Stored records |
::::::::::
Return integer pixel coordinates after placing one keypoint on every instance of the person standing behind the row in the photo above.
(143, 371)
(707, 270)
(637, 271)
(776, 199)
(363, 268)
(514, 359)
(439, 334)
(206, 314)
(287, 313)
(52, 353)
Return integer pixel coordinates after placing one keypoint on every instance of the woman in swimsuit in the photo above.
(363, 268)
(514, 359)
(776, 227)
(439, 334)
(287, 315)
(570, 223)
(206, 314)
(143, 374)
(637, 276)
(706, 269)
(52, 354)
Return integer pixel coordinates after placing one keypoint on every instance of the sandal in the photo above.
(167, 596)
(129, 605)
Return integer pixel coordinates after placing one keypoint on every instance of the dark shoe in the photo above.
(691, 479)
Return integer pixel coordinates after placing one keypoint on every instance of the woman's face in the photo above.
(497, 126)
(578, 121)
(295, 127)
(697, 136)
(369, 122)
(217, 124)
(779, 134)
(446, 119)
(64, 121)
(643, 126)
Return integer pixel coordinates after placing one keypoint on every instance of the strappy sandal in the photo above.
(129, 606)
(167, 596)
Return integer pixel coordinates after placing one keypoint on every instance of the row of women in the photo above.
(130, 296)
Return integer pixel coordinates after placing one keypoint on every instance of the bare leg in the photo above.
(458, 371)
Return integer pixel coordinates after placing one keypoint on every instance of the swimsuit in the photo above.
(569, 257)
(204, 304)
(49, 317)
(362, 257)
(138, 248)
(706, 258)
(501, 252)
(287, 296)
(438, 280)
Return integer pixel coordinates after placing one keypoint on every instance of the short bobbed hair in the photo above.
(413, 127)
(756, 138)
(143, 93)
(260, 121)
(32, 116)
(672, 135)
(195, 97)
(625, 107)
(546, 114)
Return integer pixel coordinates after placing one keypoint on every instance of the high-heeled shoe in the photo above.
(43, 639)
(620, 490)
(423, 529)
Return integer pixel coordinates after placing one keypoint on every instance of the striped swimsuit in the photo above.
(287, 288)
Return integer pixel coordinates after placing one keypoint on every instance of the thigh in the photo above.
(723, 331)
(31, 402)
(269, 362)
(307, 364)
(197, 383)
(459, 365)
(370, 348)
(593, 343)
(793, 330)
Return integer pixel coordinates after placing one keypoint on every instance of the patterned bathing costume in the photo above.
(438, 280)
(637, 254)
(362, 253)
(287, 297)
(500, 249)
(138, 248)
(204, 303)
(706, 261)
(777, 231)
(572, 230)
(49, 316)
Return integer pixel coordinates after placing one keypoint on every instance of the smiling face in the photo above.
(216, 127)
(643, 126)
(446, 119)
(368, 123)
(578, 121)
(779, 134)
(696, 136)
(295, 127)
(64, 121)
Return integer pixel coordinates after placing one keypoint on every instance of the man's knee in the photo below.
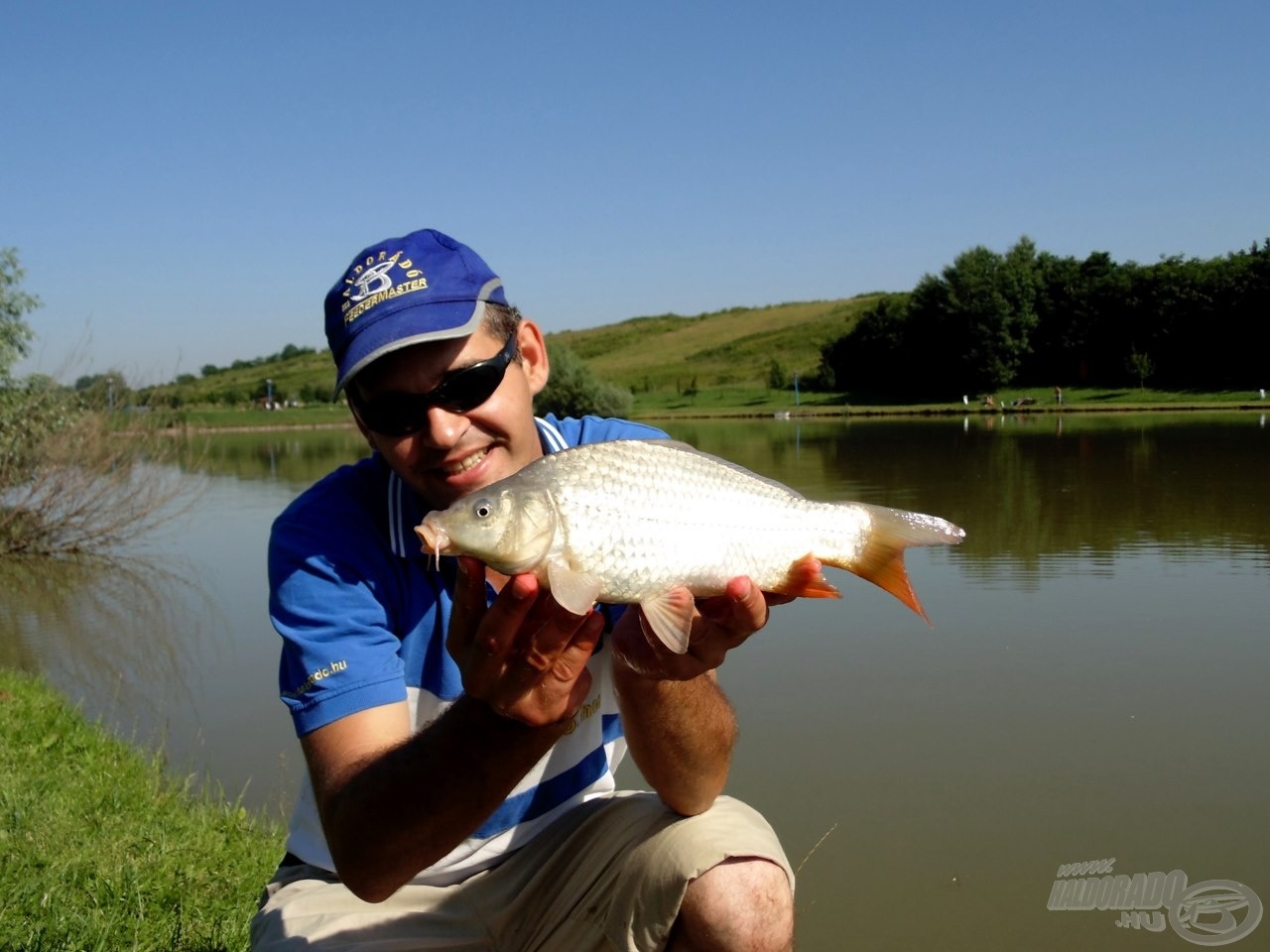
(742, 902)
::::::::::
WRITTEN PROBLEM |
Rewrite the records above so that "integer pixel coordinates" becomes "whole-number pixel coordinates" everywhere and nothing else changes. Leave the pictures out of your version.

TASK ANSWER |
Return whole-number pixel coordinates after placing one keypoint on every instance of the person standing behind the row in the photo above.
(143, 371)
(707, 270)
(637, 271)
(776, 199)
(363, 268)
(514, 359)
(439, 334)
(206, 314)
(287, 313)
(52, 353)
Return whole-number pixel coordinates after placing one keypoint on every instance of the woman in swimsuit in the photo above.
(363, 268)
(514, 359)
(776, 227)
(439, 334)
(287, 315)
(570, 223)
(206, 314)
(143, 374)
(637, 276)
(706, 269)
(52, 354)
Return whole-number pixel coordinates after placing one keypoint on every instance of the sandal in the photo above.
(167, 596)
(129, 605)
Return whole-number pixel coordinates after placing one keypoint on every instance of the dark shoe in the photo above.
(691, 479)
Return whole-number pixel coordinates after placing one keypoint on every instance of the woman's face in the photo above.
(497, 126)
(578, 121)
(295, 127)
(697, 136)
(369, 122)
(217, 124)
(779, 134)
(446, 119)
(64, 121)
(643, 126)
Return whole-number pixel coordinates after placing one keypoint on every instance of the strappy sandal in the photo above.
(129, 606)
(167, 596)
Return whole-number pixel coordinates after placing one keypoint on every instance of the row of women in the photo above.
(130, 296)
Return whole-number pixel coordinates after placing one keypoint on every instance of the bare leg in the photo above.
(458, 371)
Return whole-number pixel coordinates after placing one keypoint on every instance of the swimsuit in the photo above.
(569, 257)
(204, 304)
(49, 317)
(362, 257)
(138, 248)
(706, 258)
(501, 252)
(287, 296)
(438, 280)
Return whole-number pixel coordinates after placing one keypoint on every instance of the short bobbed hair in the photo above.
(413, 127)
(756, 138)
(143, 93)
(260, 121)
(32, 116)
(672, 135)
(195, 97)
(625, 107)
(546, 114)
Return whole-number pixel coordinates after placing one keypoint on every instance of the high-heeled shoe in the photo above.
(43, 639)
(620, 490)
(423, 529)
Return whole-number pixel coordinates after placing one keypoint on every instance of the striped swimsuit in the photo above.
(287, 288)
Return whole-number pixel coordinates after placing one keypoint on every instance of the thigh in the photo above.
(723, 331)
(31, 402)
(269, 362)
(307, 364)
(197, 383)
(459, 365)
(370, 348)
(593, 343)
(793, 330)
Return whole-number pixel coordinates after placing one keypoint on every instance of the patterned bathing costume in the photo above.
(438, 280)
(637, 254)
(362, 253)
(287, 297)
(500, 249)
(138, 248)
(204, 303)
(706, 261)
(777, 231)
(572, 230)
(49, 316)
Return whole-number pixel coordinates after placing one keypoint on every instance of the smiling face in the photo above.
(216, 127)
(643, 126)
(446, 119)
(368, 123)
(578, 121)
(779, 134)
(696, 136)
(295, 127)
(64, 121)
Return whole-number pixel coordinates after placing one keypoint on every instance of the man's knee in the photo below.
(742, 902)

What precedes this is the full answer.